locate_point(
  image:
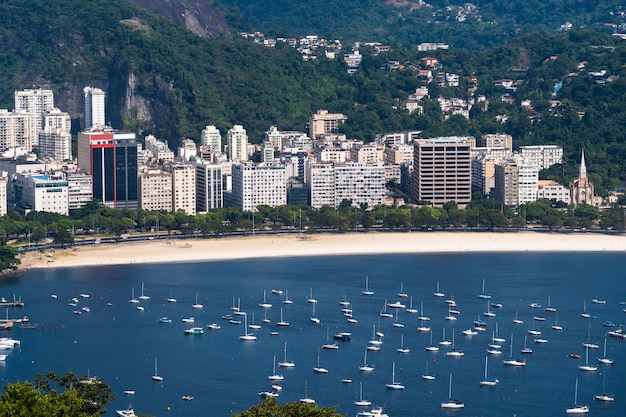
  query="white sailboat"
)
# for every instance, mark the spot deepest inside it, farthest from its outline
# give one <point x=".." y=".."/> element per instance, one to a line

· · · ·

TASK GOAL:
Each line from the one containing "# for every" to the final line above should be written out exactly; please omit the others.

RESULT FOR THIS TASK:
# for every instance, mark the spot deepest inside it, farthest from its outline
# give one <point x=".." y=".."/> element per instance, one to a line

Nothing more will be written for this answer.